Passage to read ▸
-------------------------
Household size (n = 144)—Participants were asked “Including you, how many people are living or staying at your home address?”.

Employment status (n = 147)—Employment status was assessed using seven categories: “working now,” “only temporarily laid off, on sick leave or maternity leave”, “looking for work,” “unemployed”, “retired”, and “disabled, permanently or temporarily”, “student,” and “other.” Categories were then dichotomized into 1 = “working now” or “retired” or 0 = “only temporarily laid off, on sick leave or maternity leave”, “looking for work,” “unemployed”, “disabled, permanently or temporarily”, “student,” and “other”.

Insurance Status (n = 147)– Participants were asked “Are you covered by health insurance or some other kind of health care plan?” as either 1 = yes or 0 = no. Participants who reported “unsure” were counted as missing.
-------------------------
To do ▸
**a)** Translate this sentence from the passage on survey measures into Spanish: "Participants who reported “unsure” were counted as missing."
**b)** List every employment category that the passage on survey measures says was coded as 0 when the categories were dichotomized.
**c)** Answer these questions from the passage on survey measures:
(i) What is the n given for household size?
(ii) Which employment categories were coded as 1?
(iii) What values were used to code the health insurance answers?
-------------------------
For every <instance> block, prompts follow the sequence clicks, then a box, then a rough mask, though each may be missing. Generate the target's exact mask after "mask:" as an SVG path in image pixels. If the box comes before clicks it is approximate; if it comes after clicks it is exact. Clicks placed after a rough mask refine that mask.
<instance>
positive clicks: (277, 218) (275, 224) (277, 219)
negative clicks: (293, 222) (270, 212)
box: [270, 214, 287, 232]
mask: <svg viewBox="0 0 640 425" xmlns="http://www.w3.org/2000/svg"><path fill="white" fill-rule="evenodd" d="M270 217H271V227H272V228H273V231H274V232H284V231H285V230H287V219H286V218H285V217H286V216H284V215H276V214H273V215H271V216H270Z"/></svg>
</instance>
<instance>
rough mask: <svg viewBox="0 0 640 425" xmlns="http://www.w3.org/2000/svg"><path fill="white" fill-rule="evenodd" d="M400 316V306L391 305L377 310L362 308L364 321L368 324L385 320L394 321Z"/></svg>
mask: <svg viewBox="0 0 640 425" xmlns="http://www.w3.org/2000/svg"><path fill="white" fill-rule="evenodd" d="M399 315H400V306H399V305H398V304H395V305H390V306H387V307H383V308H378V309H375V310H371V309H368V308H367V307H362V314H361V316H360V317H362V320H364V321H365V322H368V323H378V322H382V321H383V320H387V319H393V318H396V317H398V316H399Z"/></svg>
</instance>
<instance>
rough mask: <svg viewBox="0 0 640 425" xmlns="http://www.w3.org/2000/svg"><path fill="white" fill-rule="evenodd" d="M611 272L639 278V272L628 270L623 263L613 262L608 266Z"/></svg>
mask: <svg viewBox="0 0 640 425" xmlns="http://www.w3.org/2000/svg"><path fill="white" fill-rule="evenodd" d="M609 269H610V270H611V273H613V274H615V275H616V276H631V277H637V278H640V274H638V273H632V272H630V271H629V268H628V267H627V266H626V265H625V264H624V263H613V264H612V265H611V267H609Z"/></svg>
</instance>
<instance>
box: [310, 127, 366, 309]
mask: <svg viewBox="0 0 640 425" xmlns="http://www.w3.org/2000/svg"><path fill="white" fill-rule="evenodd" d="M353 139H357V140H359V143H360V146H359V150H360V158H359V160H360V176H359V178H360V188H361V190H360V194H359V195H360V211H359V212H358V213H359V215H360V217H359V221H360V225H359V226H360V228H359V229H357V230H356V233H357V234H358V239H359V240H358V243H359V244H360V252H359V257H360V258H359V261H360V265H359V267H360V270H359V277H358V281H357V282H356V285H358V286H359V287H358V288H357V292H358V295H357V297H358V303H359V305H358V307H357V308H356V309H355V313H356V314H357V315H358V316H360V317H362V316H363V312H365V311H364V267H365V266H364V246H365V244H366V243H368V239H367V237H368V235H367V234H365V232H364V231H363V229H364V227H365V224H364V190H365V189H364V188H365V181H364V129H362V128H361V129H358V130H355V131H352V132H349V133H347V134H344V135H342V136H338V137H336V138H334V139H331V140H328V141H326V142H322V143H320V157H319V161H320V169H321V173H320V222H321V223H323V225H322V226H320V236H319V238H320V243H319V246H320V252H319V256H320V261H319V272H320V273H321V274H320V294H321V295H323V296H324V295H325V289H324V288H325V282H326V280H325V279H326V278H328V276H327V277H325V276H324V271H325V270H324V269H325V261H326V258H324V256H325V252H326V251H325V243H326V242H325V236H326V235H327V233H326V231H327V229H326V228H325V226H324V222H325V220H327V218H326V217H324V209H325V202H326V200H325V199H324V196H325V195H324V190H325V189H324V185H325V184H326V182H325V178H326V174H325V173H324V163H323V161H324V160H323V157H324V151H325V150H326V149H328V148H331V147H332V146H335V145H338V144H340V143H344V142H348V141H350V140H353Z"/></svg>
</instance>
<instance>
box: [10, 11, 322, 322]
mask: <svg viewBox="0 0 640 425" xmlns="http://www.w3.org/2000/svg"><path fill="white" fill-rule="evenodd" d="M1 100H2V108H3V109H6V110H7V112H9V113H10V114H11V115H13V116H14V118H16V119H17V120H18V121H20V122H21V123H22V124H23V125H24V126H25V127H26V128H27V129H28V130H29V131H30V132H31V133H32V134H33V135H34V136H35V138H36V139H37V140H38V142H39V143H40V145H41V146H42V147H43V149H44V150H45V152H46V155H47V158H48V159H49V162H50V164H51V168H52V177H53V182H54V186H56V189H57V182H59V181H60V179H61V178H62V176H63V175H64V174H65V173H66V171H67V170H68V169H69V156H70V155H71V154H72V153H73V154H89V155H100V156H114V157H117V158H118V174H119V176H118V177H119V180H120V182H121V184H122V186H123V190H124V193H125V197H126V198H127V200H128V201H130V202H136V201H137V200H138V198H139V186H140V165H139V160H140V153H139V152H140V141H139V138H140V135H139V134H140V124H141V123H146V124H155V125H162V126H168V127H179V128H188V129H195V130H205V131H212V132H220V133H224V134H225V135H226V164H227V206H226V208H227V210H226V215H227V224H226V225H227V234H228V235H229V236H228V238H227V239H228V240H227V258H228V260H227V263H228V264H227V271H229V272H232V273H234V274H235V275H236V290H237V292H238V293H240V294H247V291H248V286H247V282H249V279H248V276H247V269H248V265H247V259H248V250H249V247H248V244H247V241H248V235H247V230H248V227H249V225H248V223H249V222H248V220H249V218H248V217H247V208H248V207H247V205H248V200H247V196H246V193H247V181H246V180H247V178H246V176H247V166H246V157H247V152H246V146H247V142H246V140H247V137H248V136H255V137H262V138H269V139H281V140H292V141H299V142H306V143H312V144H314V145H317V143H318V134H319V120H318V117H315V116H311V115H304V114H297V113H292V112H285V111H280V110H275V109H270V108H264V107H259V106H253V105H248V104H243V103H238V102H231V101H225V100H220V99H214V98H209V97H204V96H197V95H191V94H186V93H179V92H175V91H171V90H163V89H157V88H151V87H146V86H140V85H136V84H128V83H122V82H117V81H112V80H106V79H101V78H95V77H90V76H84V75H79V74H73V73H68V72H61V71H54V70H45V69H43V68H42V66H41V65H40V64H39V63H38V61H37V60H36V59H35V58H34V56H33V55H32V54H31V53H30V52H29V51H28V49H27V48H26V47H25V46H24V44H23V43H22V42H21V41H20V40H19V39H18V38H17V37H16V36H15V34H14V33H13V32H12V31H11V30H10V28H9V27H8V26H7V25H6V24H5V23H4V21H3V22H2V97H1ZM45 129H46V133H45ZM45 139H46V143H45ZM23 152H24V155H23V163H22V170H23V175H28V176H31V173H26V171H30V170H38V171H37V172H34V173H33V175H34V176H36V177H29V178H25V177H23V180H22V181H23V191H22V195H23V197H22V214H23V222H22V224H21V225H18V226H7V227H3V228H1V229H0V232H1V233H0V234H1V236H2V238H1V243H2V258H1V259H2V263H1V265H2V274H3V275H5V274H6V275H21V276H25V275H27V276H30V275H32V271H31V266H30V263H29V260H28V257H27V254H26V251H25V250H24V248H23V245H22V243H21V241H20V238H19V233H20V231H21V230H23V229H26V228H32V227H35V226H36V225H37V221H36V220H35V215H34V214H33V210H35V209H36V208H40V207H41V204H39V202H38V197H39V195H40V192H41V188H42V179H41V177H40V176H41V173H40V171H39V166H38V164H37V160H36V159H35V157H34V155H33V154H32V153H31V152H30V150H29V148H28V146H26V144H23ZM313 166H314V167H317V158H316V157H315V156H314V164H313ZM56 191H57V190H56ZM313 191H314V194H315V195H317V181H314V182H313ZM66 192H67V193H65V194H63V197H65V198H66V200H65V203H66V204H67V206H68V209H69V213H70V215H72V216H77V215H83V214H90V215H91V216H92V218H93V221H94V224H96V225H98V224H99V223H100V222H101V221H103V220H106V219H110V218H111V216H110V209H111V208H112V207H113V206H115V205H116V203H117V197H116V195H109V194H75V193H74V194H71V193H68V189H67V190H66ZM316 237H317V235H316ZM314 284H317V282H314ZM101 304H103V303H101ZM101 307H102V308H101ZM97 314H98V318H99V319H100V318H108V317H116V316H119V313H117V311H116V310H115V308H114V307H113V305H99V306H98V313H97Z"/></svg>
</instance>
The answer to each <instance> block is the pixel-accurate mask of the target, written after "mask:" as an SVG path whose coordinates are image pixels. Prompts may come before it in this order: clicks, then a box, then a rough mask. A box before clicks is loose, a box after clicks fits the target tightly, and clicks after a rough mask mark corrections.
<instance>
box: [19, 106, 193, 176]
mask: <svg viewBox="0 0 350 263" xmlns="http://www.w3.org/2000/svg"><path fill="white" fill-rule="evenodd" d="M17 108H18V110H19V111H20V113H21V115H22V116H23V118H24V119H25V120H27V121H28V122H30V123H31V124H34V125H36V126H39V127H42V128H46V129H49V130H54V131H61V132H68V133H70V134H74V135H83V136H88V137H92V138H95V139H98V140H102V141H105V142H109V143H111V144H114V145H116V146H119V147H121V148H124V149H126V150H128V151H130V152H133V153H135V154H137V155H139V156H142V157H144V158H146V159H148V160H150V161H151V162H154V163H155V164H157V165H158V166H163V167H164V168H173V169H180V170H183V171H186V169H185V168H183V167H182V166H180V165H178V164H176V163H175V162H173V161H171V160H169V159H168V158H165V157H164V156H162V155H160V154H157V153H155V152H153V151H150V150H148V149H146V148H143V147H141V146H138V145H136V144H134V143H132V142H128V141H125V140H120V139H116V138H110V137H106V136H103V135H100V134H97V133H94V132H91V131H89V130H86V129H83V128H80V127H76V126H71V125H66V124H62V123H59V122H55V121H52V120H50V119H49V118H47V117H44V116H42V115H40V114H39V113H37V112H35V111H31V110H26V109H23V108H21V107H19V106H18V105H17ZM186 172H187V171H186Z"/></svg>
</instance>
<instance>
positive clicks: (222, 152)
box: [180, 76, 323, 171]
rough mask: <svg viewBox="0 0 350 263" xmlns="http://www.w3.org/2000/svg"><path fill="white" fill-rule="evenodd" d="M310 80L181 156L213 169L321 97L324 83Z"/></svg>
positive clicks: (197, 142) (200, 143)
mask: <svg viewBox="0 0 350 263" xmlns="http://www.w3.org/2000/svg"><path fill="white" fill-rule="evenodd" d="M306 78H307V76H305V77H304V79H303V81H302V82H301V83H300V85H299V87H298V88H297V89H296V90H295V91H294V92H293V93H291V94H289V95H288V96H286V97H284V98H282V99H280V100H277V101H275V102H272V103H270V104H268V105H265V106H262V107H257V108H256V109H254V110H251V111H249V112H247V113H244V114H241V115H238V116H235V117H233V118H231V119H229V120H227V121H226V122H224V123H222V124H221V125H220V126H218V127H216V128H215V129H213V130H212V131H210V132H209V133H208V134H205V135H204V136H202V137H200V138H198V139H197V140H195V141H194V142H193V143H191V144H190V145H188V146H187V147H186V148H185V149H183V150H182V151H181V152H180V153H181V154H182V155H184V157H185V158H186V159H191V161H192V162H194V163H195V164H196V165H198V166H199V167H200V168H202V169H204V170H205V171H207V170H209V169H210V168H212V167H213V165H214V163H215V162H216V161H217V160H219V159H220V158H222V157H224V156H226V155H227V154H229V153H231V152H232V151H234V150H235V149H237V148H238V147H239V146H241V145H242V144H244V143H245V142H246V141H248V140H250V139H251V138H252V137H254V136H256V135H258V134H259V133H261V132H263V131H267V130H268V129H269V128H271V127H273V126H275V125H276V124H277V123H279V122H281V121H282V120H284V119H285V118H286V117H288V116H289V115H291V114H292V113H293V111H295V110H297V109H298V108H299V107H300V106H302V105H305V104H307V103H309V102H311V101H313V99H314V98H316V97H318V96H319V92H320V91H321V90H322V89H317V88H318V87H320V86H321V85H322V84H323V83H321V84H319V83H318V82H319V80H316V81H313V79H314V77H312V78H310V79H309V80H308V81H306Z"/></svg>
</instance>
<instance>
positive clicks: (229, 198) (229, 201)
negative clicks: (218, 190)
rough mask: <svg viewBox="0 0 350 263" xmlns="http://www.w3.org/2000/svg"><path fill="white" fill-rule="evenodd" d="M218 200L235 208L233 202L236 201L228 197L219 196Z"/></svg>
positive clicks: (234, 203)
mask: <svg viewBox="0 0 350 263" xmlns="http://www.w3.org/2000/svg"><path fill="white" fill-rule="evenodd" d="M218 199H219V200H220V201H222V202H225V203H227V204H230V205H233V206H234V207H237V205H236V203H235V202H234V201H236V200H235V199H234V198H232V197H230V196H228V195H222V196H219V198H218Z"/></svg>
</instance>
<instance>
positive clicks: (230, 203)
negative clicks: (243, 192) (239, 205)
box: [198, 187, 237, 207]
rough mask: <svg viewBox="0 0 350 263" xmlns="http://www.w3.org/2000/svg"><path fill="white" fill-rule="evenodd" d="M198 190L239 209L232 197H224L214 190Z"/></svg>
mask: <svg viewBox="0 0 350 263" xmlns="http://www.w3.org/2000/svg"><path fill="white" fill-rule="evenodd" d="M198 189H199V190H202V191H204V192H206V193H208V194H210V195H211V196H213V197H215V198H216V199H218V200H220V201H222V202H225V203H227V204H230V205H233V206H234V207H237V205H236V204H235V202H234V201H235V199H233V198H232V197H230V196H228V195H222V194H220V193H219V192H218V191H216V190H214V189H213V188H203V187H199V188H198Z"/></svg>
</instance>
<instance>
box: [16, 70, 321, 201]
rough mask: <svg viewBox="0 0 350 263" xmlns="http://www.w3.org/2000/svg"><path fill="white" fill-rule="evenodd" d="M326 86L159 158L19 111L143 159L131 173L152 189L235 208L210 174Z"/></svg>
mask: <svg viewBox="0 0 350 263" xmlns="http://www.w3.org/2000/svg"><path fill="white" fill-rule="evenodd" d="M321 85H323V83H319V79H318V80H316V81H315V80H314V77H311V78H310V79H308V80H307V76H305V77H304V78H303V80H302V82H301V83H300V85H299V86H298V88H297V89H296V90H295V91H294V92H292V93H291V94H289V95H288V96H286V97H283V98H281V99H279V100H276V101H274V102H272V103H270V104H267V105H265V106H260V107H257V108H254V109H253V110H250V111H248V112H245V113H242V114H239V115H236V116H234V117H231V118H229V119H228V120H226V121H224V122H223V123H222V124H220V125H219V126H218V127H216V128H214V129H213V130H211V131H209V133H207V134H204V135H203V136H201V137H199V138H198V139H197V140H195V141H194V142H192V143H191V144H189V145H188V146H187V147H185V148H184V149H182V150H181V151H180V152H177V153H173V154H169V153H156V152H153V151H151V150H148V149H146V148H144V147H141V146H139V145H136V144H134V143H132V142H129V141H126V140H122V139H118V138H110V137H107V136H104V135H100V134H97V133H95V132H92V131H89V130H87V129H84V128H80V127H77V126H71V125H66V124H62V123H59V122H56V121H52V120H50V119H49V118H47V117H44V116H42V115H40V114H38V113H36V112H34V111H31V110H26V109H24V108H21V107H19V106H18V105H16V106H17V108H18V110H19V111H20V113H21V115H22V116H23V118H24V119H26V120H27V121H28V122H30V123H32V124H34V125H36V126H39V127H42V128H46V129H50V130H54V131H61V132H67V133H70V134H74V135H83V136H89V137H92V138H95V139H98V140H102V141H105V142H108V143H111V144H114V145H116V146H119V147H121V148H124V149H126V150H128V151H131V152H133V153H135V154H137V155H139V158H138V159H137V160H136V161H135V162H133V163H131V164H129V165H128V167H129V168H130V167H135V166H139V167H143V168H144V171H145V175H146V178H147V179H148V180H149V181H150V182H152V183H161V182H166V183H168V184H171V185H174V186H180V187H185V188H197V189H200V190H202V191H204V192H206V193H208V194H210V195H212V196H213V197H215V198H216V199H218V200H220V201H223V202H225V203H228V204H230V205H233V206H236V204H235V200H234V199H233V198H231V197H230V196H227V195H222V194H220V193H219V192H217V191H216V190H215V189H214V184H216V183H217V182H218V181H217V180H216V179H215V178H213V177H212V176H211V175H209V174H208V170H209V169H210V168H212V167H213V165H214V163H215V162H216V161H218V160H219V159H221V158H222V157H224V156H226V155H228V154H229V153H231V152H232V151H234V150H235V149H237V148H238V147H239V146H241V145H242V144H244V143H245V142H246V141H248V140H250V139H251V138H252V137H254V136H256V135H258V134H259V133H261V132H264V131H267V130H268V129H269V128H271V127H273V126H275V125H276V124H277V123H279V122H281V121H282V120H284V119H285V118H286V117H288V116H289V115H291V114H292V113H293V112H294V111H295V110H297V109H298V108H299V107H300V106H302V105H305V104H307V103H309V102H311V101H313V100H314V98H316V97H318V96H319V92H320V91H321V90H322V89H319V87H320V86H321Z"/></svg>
-------------------------
Your responses ▸
**a)** Los participantes que respondieron «no seguro» se contabilizaron como datos faltantes.

**b)**
- "only temporarily laid off, on sick leave or maternity leave"
- "looking for work"
- "unemployed"
- "disabled, permanently or temporarily"
- "student"
- "other"

**c)**
(i) 144
(ii) "working now" or "retired"
(iii) 1 = yes and 0 = no